Assignment:
All of the records should come back exactly as written.

Point localization data:
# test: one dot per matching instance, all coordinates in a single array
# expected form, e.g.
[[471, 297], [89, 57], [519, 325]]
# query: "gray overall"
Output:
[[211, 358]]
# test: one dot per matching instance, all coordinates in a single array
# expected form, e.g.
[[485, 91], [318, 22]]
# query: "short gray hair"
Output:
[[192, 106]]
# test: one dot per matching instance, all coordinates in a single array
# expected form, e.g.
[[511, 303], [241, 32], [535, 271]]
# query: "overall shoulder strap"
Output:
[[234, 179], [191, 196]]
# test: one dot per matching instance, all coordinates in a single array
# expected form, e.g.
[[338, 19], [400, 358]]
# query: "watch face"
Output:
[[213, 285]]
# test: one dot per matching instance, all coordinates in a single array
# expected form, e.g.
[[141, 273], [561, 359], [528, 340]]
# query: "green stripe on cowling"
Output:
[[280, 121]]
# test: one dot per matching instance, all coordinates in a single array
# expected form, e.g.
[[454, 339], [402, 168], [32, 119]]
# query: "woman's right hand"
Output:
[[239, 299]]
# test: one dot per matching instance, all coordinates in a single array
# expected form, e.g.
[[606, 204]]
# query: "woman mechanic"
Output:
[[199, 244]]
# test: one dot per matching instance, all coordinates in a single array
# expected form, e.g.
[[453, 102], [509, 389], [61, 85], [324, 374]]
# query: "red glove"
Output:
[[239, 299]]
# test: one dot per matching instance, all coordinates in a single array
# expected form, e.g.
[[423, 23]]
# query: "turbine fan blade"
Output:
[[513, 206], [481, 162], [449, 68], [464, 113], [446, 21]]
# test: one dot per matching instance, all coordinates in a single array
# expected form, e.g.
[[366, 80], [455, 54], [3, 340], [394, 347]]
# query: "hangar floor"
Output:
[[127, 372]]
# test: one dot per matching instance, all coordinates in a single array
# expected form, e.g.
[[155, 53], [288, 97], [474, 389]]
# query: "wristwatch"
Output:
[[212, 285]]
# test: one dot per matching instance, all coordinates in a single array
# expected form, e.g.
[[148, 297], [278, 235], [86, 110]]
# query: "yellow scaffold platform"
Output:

Task solution:
# test: one dot per matching instance, all coordinates in a single array
# expected form, e.g.
[[471, 297], [89, 57], [519, 325]]
# query: "gray overall"
Output:
[[211, 358]]
# test: one dot per matching instance, all coordinates in a single array
# expected form, e.g.
[[485, 91], [318, 22]]
# query: "short gray hair"
Output:
[[192, 106]]
# test: one dot per matching instance, all coordinates in a single array
# expected form, e.g.
[[511, 303], [241, 32], [535, 271]]
# query: "overall shoulder strap"
Output:
[[234, 179], [191, 196]]
# test: one dot per matching instance, all coordinates in a single array
# expected form, e.g.
[[338, 19], [400, 358]]
# query: "watch face"
Output:
[[213, 285]]
# test: one dot per matching instance, all coordinates in a single array
# expected form, e.g.
[[141, 273], [561, 359], [528, 340]]
# query: "green stripe on cowling"
Output:
[[280, 121]]
# test: one dot per matching instance, all coordinates in a single array
# expected form, e.g.
[[454, 339], [402, 168], [32, 119]]
# query: "woman's right hand"
Output:
[[239, 299]]
# test: one dot per matching instance, all coordinates in a single array
# expected form, e.g.
[[606, 204]]
# query: "woman mechanic"
Output:
[[199, 244]]
# test: one dot per matching instance, all coordinates in a single array
# expected form, e.g.
[[453, 102], [509, 389], [61, 85], [324, 374]]
# query: "red glove"
Output:
[[239, 299]]
# test: one dot per matching instance, all coordinates in a single array
# expected form, e.g.
[[423, 23]]
# query: "turbine fan blade"
Output:
[[513, 206], [481, 162], [449, 68], [464, 113], [446, 21]]
# test: one dot per matching instance, all coordinates in a single array
# expected form, e.g.
[[366, 80], [455, 54], [3, 340], [394, 347]]
# query: "hangar floor"
Output:
[[127, 372]]
# test: one dot per matching instance, all coordinates in a single array
# expected form, e.g.
[[155, 53], [288, 97], [474, 389]]
# query: "wristwatch"
Output:
[[212, 285]]
# test: one dot per matching instance, all coordinates in a single array
# expected form, e.g.
[[148, 297], [278, 235], [86, 110]]
# query: "yellow scaffold platform"
Output:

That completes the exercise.